▸ **The problem**
Which lines of the data include the string "drum"? List them all.
☆ ☆ ☆
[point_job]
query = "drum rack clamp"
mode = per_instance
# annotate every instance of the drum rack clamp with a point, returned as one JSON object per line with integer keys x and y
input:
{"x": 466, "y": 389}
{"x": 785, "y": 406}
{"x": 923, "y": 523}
☆ ☆ ☆
▸ **Output of the task**
query = "drum rack clamp"
# annotate every instance of the drum rack clamp with a point, returned as one JSON object per line with integer keys x and y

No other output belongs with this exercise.